PAGE TEXT section start

Muslim nations are aiming for self-reliance in producing "halal" life-saving vaccines to eradicate preventable diseases, officials said Thursday in Malaysia.
Abdullah Ahmad Badawi, the Malaysian prime minister and chairman of the 57-member Organization of the Islamic Conference (OIC) called on Muslim countries to develop and produce vaccines which were halal, or permissible under Islam.
Under the concept of halal, pork and its by-products, alcohol and animals not slaughtered according to Quranic procedures are "haram", or forbidden.
"We believe that the development of halal vaccines would break new ground for promoting public health in Muslim countries," he said, adding that it would also alleviate fears among Muslim communities about contamination.
Although the OIC has widely approved child vaccines as halal and safe, hard-line Islamic activists have argued that western-made vaccines may contain alcohol or be contaminated by non-halal sources.
In 2003, concerns about the safety of the polio vaccine in Nigeria led to the re-infection of 27 countries that had become polio free, including Afghanistan and Pakistan, according to officials from the World Health Organization (WHO).
"Nineteen of those 27 countries were OIC member states," said Hamid Jafari, the WHO's regional adviser on polio.
Children in Muslim countries face the highest risk of catching infectious diseases, Abdullah told the OIC's inaugural health conference.
"Many of these children suffer diseases such as measles, malaria and respiratory infections, diseases that can largely be averted and prevented," he said.

PAGE TEXT section end

▸ EXERCISE TASKS:
1. In the halal vaccines report, how many of the 27 re-infected countries were OIC member states?
2. Duplicate the halal vaccines report from "In 2003, concerns" to "inaugural health conference.".
The source data after this is separate material.

DATA TO EXAMINE section start

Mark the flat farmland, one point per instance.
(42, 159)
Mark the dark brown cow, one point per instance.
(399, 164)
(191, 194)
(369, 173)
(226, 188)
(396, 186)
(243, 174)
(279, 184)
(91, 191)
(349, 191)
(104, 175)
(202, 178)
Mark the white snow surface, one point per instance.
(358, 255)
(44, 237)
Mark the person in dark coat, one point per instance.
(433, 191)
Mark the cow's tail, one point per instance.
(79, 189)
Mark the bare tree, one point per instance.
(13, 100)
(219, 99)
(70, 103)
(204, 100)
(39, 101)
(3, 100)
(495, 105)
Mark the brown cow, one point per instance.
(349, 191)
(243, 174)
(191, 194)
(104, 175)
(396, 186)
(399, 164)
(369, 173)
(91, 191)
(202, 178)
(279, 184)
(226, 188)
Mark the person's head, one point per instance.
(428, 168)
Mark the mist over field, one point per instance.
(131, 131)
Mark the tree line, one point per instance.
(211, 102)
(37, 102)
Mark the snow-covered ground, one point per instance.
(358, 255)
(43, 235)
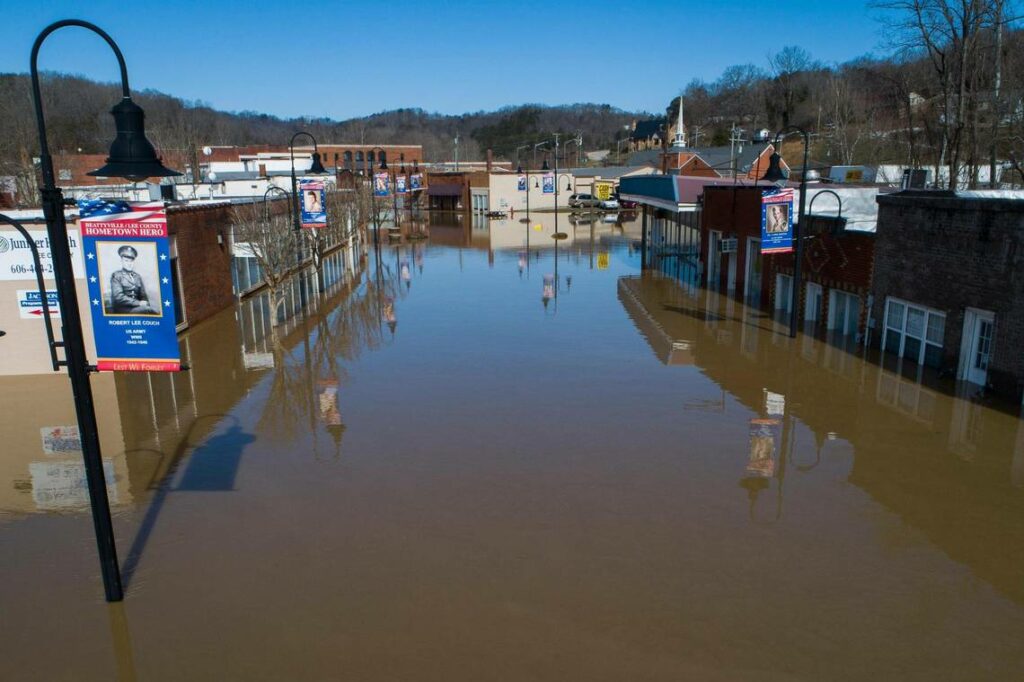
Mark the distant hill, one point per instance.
(77, 119)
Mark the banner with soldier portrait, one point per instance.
(311, 199)
(131, 295)
(382, 184)
(776, 220)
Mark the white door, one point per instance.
(844, 312)
(976, 348)
(752, 281)
(730, 284)
(783, 292)
(812, 306)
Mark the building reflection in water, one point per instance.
(948, 464)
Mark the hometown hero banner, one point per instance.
(128, 270)
(776, 221)
(313, 210)
(382, 184)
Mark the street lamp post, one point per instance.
(519, 171)
(394, 195)
(133, 158)
(776, 175)
(316, 168)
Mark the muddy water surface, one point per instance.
(464, 467)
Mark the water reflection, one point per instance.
(946, 464)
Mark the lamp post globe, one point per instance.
(132, 156)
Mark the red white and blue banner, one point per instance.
(776, 220)
(313, 204)
(382, 184)
(131, 296)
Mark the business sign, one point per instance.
(128, 266)
(776, 221)
(15, 255)
(382, 184)
(61, 485)
(60, 439)
(30, 304)
(313, 204)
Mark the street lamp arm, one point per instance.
(300, 133)
(42, 288)
(44, 150)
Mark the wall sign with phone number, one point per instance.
(15, 254)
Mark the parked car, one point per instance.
(583, 201)
(625, 203)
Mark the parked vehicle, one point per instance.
(583, 201)
(625, 203)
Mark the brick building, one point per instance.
(948, 290)
(203, 268)
(838, 265)
(72, 169)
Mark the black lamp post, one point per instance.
(394, 195)
(518, 171)
(133, 158)
(373, 207)
(776, 175)
(316, 168)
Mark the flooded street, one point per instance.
(482, 459)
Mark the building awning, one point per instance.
(443, 189)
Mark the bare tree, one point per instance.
(949, 34)
(271, 242)
(788, 67)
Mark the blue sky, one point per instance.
(341, 58)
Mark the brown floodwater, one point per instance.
(460, 466)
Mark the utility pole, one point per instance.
(996, 82)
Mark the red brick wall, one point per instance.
(735, 211)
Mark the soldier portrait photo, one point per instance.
(778, 218)
(129, 278)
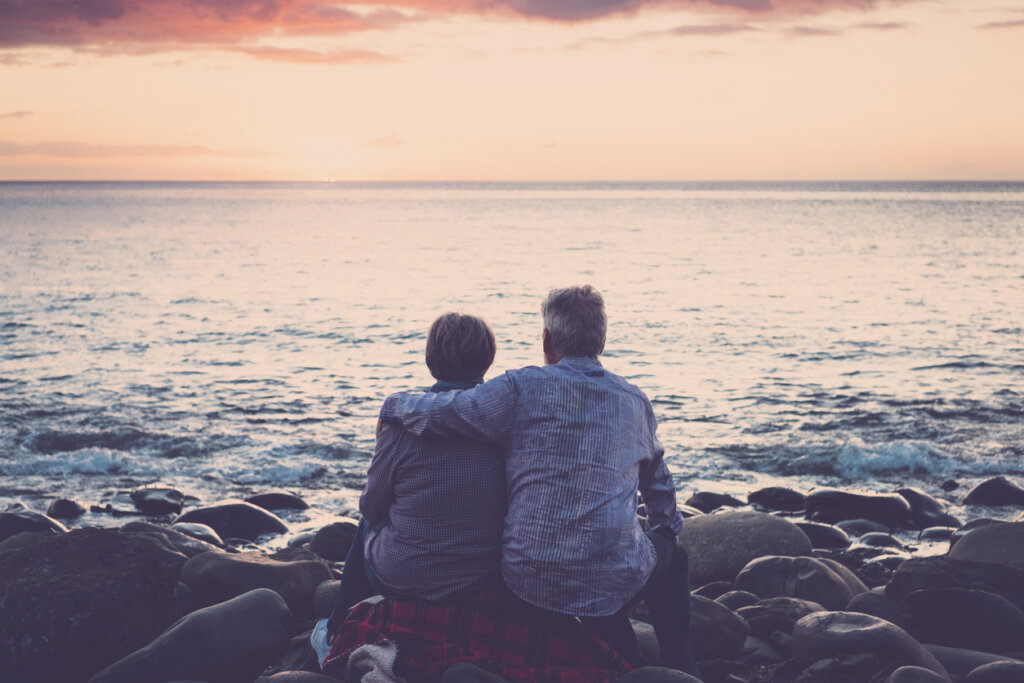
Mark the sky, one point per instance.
(511, 90)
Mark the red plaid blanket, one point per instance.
(495, 632)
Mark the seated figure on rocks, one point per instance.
(580, 443)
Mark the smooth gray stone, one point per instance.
(232, 641)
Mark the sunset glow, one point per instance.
(511, 89)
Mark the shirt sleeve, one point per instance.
(657, 487)
(483, 413)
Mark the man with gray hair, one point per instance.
(580, 445)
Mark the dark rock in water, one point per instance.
(707, 501)
(217, 575)
(278, 500)
(1003, 544)
(805, 578)
(776, 614)
(926, 573)
(776, 499)
(200, 531)
(157, 499)
(332, 542)
(717, 631)
(236, 519)
(28, 520)
(995, 492)
(915, 675)
(65, 508)
(824, 536)
(972, 620)
(736, 599)
(749, 535)
(927, 510)
(827, 635)
(186, 545)
(832, 505)
(232, 641)
(71, 604)
(997, 672)
(861, 526)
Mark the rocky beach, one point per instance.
(788, 587)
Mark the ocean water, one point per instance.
(229, 339)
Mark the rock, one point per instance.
(832, 505)
(332, 542)
(997, 672)
(776, 499)
(231, 641)
(804, 578)
(776, 614)
(718, 633)
(278, 500)
(158, 499)
(19, 520)
(995, 492)
(185, 545)
(927, 510)
(1001, 544)
(824, 536)
(71, 604)
(236, 519)
(915, 675)
(217, 575)
(65, 508)
(971, 620)
(719, 546)
(827, 635)
(706, 501)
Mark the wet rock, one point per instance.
(994, 493)
(1001, 544)
(838, 634)
(65, 508)
(971, 620)
(824, 536)
(19, 520)
(718, 632)
(805, 578)
(777, 499)
(216, 577)
(707, 501)
(278, 500)
(157, 499)
(832, 505)
(231, 641)
(927, 510)
(776, 614)
(236, 519)
(750, 535)
(71, 604)
(332, 542)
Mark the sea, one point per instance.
(228, 339)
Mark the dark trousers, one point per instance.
(667, 595)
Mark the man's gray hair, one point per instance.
(576, 322)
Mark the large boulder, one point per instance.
(1003, 544)
(71, 604)
(230, 642)
(720, 545)
(217, 575)
(804, 578)
(839, 634)
(236, 519)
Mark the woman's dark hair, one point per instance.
(460, 347)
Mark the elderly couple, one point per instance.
(526, 487)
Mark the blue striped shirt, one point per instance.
(580, 443)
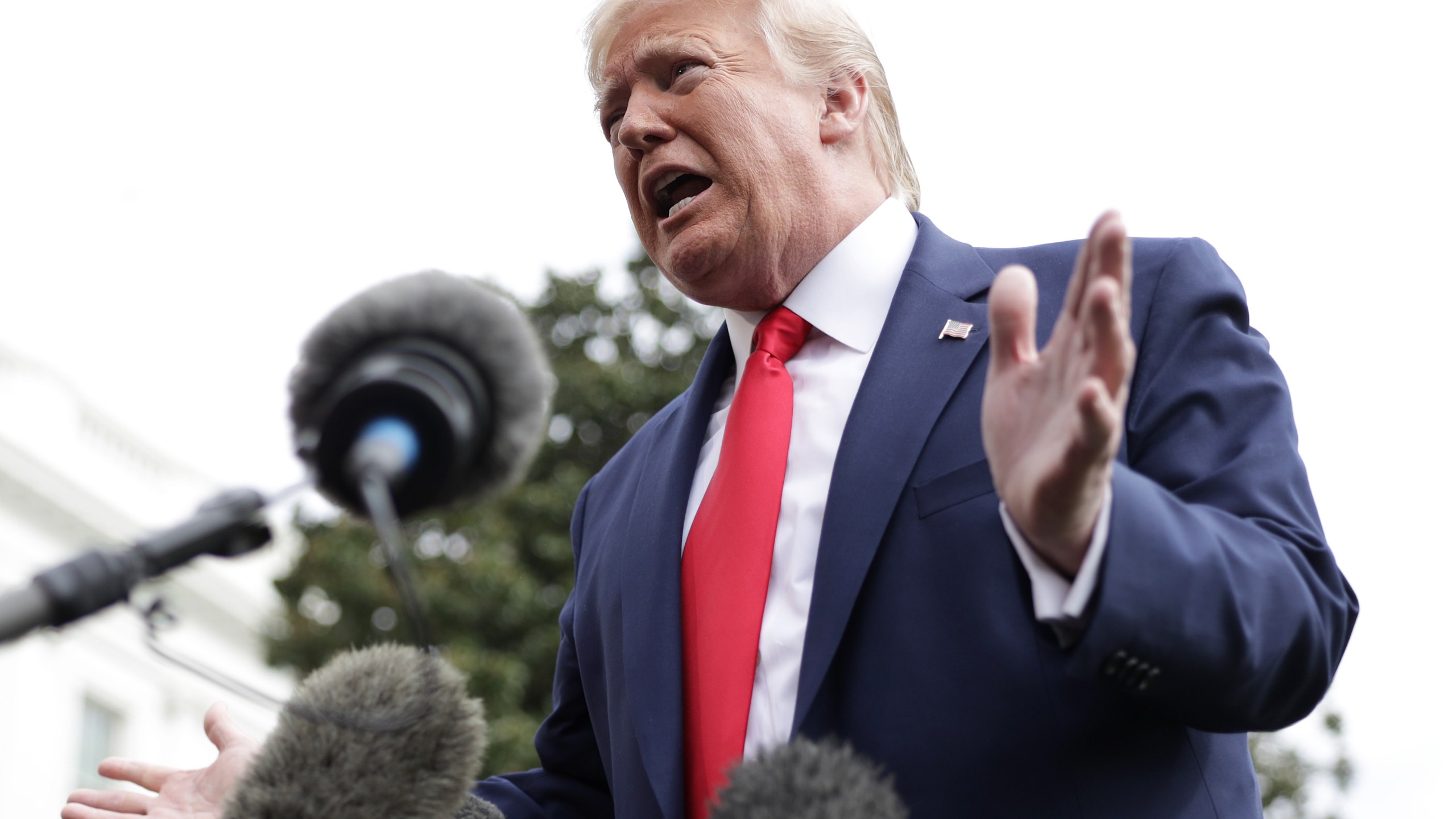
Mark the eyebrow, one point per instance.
(648, 48)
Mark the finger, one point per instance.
(117, 800)
(222, 729)
(1113, 253)
(1012, 312)
(136, 773)
(77, 810)
(1107, 337)
(1087, 264)
(1097, 420)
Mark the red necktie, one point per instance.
(727, 560)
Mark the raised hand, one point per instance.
(1052, 420)
(180, 795)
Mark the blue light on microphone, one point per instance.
(395, 433)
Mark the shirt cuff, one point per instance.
(1056, 601)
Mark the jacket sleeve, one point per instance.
(571, 781)
(1219, 602)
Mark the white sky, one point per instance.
(185, 188)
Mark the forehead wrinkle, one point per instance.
(646, 50)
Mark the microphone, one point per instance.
(433, 382)
(477, 808)
(809, 780)
(378, 734)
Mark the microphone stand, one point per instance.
(228, 525)
(380, 502)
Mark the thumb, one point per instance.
(222, 730)
(1012, 314)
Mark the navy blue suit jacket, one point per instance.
(1219, 608)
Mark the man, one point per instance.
(903, 506)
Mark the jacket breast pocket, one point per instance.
(954, 487)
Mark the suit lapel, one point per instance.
(651, 581)
(911, 378)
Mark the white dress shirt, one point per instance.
(846, 297)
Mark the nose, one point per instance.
(644, 125)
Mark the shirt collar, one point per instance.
(848, 293)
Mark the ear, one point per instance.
(846, 104)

DATA TO EXAMINE section end

▸ YOUR WRITTEN ANSWERS:
1. Nineteen.

2.
In 2003, concerns about the safety of the polio vaccine in Nigeria led to the re-infection of 27 countries that had become polio free, including Afghanistan and Pakistan, according to officials from the World Health Organization (WHO).
"Nineteen of those 27 countries were OIC member states," said Hamid Jafari, the WHO's regional adviser on polio.
Children in Muslim countries face the highest risk of catching infectious diseases, Abdullah told the OIC's inaugural health conference.